↓

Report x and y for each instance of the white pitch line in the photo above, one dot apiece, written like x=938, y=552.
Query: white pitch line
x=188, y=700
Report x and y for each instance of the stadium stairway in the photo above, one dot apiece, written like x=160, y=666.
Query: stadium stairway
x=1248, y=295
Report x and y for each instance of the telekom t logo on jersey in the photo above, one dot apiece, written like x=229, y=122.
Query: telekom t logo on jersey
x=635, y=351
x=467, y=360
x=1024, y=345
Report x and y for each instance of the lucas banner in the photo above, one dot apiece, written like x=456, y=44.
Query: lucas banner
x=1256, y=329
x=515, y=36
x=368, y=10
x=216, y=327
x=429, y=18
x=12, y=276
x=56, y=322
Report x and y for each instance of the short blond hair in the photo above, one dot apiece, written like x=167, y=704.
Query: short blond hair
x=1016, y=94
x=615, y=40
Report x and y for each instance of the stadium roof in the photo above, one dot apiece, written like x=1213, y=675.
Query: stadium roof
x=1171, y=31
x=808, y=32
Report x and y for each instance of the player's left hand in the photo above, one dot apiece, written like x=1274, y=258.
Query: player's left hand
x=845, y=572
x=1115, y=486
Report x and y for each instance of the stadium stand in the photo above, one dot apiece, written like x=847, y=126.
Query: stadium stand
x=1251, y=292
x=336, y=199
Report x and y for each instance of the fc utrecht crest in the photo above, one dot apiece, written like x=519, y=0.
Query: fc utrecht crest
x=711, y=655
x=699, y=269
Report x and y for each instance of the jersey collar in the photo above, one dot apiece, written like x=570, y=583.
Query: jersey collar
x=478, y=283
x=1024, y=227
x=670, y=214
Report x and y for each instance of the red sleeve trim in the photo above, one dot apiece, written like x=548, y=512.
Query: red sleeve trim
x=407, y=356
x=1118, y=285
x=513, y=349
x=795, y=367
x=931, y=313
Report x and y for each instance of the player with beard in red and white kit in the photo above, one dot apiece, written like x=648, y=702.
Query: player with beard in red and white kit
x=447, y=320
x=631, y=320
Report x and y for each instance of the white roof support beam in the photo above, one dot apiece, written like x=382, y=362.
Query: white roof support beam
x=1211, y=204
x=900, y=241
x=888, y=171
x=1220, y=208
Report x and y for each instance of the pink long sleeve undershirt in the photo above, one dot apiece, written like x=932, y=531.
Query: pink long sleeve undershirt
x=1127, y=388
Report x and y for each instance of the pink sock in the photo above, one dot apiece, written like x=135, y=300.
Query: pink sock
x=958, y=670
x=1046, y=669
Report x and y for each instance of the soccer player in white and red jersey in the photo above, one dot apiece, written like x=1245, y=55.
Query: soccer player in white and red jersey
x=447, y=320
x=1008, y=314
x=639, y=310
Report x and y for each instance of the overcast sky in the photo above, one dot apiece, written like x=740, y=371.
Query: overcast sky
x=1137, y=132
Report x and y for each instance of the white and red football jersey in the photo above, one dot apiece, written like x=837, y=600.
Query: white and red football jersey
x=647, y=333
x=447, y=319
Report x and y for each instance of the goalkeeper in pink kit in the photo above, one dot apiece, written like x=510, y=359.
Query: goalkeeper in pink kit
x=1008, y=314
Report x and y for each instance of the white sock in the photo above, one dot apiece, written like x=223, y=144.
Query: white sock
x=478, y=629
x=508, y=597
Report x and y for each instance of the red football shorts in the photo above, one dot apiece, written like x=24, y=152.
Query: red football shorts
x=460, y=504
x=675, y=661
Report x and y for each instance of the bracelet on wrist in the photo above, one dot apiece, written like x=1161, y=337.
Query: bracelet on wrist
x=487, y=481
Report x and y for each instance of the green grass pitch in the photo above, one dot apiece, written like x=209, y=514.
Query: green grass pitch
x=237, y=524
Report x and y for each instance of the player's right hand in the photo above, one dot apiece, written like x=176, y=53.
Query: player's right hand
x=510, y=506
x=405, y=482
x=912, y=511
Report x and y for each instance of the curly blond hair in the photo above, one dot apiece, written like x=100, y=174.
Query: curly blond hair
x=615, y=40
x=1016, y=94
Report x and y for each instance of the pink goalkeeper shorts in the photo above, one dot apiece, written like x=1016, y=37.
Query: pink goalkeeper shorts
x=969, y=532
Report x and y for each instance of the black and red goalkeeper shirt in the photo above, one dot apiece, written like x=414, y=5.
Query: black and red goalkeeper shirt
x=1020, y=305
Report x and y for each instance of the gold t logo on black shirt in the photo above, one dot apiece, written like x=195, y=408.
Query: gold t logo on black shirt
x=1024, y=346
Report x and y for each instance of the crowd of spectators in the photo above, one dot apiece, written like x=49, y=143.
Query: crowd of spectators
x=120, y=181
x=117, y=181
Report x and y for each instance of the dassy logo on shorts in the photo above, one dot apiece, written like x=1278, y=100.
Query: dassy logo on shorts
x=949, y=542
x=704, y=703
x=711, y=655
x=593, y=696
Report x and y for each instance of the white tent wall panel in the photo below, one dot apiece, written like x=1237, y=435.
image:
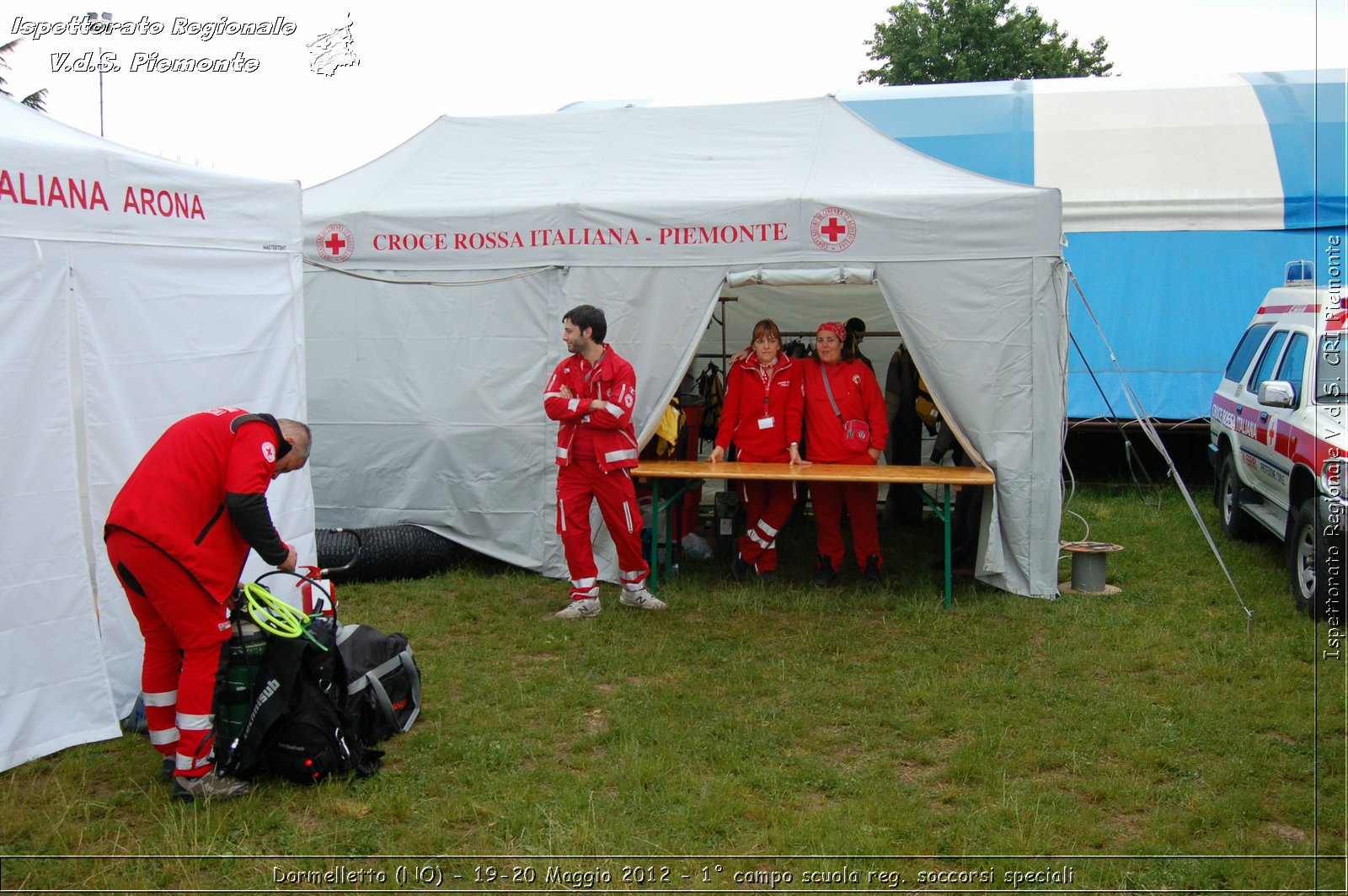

↑

What to do:
Transcribe the records from their first line. Stop after the line with "Report x and y for each instance of the red sleeve", including it.

Answer to this task:
Report x and y for each instance of the white pitch line in the photo above, one dot apiece, written like x=938, y=552.
Query: white pitch line
x=188, y=700
Report x and y for each instance of the stadium stairway in the photo above, one dot apiece, written like x=160, y=666.
Query: stadium stairway
x=1248, y=295
Report x and y for each instance of the telekom t logo on jersey in the photo above, one dot apiece, written like x=229, y=122.
Query: telekom t logo on jersey
x=635, y=351
x=467, y=360
x=1024, y=345
Report x and y for each instance of the lucas banner in the photo above, one dot apiece, written like x=456, y=44.
Query: lucas banner
x=1256, y=329
x=515, y=36
x=368, y=10
x=216, y=327
x=429, y=18
x=12, y=276
x=56, y=322
Report x and y for each instance of the short blond hair in the photo above, one dot apiece, written like x=167, y=704.
Query: short blond hair
x=1016, y=94
x=615, y=40
Report x and y for each instance of the stadium roof in the photo above, one dot apiece, written like x=1213, y=675.
Query: stadium roof
x=1171, y=31
x=808, y=32
Report x and y for each instance of the player's left hand in the photo above, one dot apiece, written like x=1274, y=258.
Query: player's left hand
x=845, y=572
x=1115, y=486
Report x and y for each instance of the stadium stand in the photo above, one dot apiece, written like x=847, y=126.
Query: stadium stand
x=1251, y=292
x=336, y=199
Report x and y for each instance of the fc utrecht crest in the photo above, one dot apiece, written like x=519, y=0.
Query: fc utrecht crest
x=711, y=655
x=699, y=269
Report x and y for each instance of the jersey collar in the photo above, one dot apiece, written like x=570, y=583.
Query: jersey collar
x=478, y=283
x=1024, y=227
x=670, y=214
Report x and y for each instance of the red sleeve trim in the photo above, one dot apiece, written like x=548, y=512.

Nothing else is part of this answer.